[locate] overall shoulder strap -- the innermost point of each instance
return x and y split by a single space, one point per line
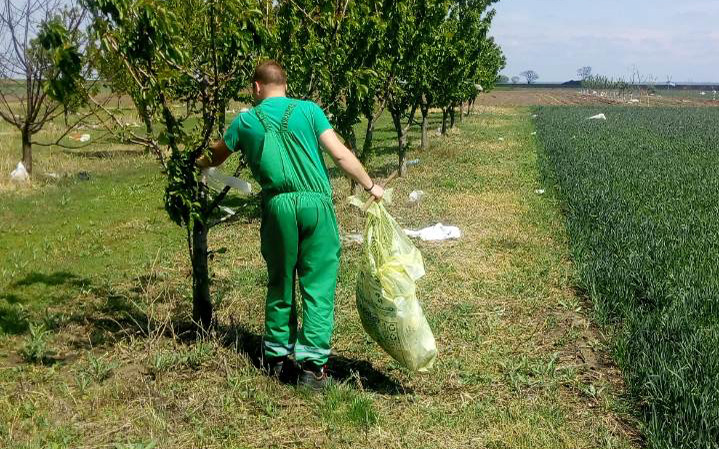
263 118
286 118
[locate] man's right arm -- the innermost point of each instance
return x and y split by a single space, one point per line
349 163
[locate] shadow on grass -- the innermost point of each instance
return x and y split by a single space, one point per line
51 280
121 315
12 321
341 369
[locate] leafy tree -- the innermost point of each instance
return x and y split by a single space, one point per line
319 47
468 55
530 75
492 61
200 52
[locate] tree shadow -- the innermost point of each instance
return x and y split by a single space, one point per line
341 369
13 321
51 280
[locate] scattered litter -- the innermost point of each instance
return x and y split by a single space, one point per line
80 137
20 174
218 181
352 239
415 196
435 233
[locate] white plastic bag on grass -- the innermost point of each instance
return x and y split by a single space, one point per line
386 292
20 174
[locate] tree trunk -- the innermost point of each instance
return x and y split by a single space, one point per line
201 302
425 124
221 119
27 150
351 141
368 138
444 121
402 142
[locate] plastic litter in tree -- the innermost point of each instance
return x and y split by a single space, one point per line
218 181
20 174
416 196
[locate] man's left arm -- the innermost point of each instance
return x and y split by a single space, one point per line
219 152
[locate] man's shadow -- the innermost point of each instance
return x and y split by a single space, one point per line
341 369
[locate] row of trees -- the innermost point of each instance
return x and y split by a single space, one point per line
356 58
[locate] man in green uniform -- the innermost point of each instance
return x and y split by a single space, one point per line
280 139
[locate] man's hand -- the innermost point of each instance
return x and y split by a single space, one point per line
218 154
348 162
377 191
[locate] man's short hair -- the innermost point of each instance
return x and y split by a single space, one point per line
270 72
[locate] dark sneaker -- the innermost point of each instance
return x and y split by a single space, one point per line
276 367
313 377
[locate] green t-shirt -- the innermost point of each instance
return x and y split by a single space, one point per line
307 122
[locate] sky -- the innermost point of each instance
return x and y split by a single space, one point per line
660 37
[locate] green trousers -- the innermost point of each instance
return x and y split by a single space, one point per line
300 240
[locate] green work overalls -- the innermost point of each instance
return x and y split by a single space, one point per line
299 239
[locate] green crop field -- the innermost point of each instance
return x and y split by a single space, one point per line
640 195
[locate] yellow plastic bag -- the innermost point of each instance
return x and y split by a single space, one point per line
386 297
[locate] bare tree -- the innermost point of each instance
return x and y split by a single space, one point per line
584 72
27 67
530 75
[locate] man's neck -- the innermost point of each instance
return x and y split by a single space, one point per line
278 94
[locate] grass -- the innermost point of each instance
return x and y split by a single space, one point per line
100 266
639 192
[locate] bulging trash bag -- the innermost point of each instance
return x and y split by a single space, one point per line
386 292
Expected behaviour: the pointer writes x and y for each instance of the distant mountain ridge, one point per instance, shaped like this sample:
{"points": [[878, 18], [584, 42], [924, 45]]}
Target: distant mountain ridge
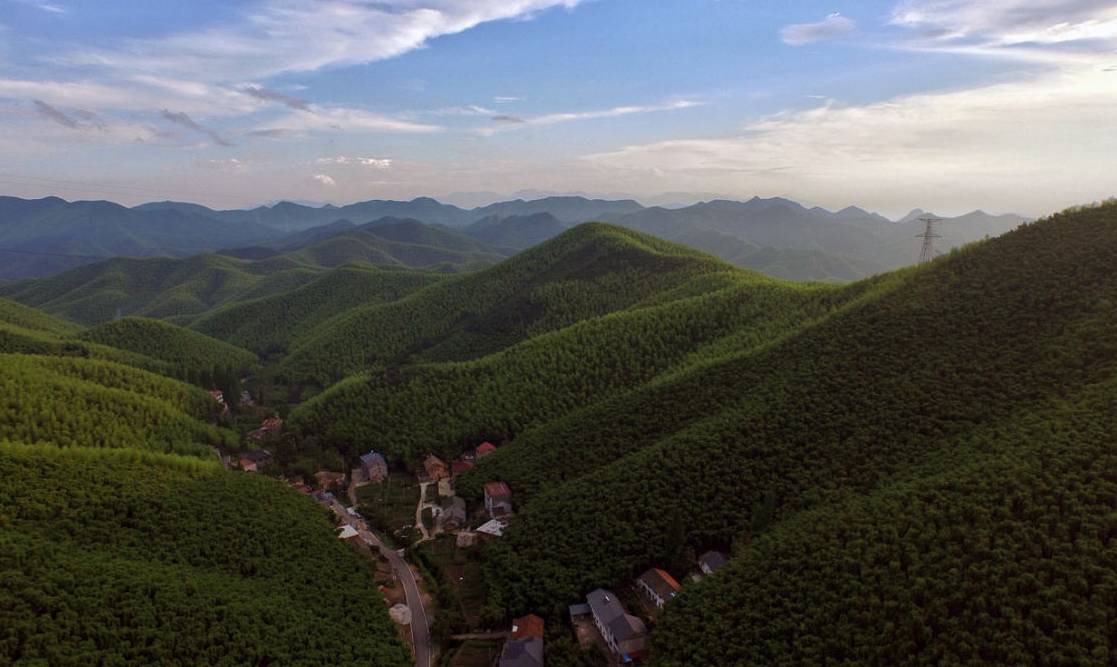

════════════════

Quote the records in their entirety, keeping the wording exact and excluding pictures.

[locate] overall shoulder strap -- the innermost point of each instance
return x and y split by a single space, one point per line
263 118
286 118
[locate] man's right arm -- the innermost point of each instance
return x and y split by a single space, one point per line
349 163
[locate] shadow on grass -- the innermost point of each instance
return x and y split by a single space, one point per line
51 280
121 315
12 321
341 369
[locate] leafy tree -- the innermost point of each instance
return x and y split by a single space, one point per line
319 47
468 55
530 75
492 61
200 52
[locate] tree shadow -- the innermost point of each instance
return x and y split by a single space, one point per line
341 369
13 321
51 280
[locate] scattered litter -- the innermost point of each instance
return x and y split by a single space, one point per line
80 137
20 174
218 181
352 239
415 196
435 233
[locate] white plastic bag on grass -- the innermost point of each instance
return x and y split by a single space, one point per line
386 292
20 174
[locate] tree trunk -- the innermost point of each instance
return x and y split by a single space, one point per line
201 302
425 124
221 119
27 150
351 141
368 138
444 121
402 142
[locate] plastic litter in tree -- the innermost point of each instance
return x and y split by a single space, one point per line
218 181
20 174
416 196
[locate] man's left arm -- the innermost point of each instance
return x and y split by a single space, one point per line
219 152
[locate] man's shadow -- the innermost point of each instance
return x and y split by a single space, one point per line
341 369
[locate] row of trees -- the innermost point of each instance
return x and y split by a single space, one point per line
356 58
[locate] man in green uniform -- the innermost point of each instance
return x and y split by a single space, one point per line
280 139
[locate] man's hand -- the innermost point of each instance
return x and y split by a single space, one point per line
218 154
348 162
377 191
[locate] man's short hair -- the innermost point of each instance
return x and y split by a single space, one point per line
270 72
[locate] dark sneaker -- the innermost point of each instance
return x and y split by a single space, one point per line
276 367
313 377
[locate] green t-shirt -- the innermost point of each instance
return x and y split by a single space, one point per line
307 122
[locate] sky -- the innermost point of each instance
return x and y split by a single space, one point per line
660 37
[locate] green trousers -- the innermost point of each instance
return x and y split by a single space, one point per line
300 240
[locate] green work overalls -- the innermost point of each instance
return x and y split by a single space, one point per line
299 239
[locate] green crop field -- the innermost point of each instance
return x and y split by a single space, one point per line
640 195
[locate] yellow plastic bag -- the innermost point of each instance
return x and y split by a single space, one point per line
386 297
[locate] bare tree -- the innermost point of each instance
return x and y split by a single space, one point per line
584 72
27 67
530 75
[locate] man's neck -- the innermost point of each instance
return x and y split by a single space, one point per line
278 94
[locate] grass -- the innermost point of each instance
return x and y split by a single space, one point per line
100 266
639 192
[locate] bulging trash bag -- the innermost point of each instance
return x and y split by a single space, one point per line
386 292
Expected behaviour: the pointer writes x and y for each instance of the distant mountain ridge, one point per instance, shaped like this sample:
{"points": [[878, 18], [584, 42], [924, 45]]}
Target: distant mountain ridge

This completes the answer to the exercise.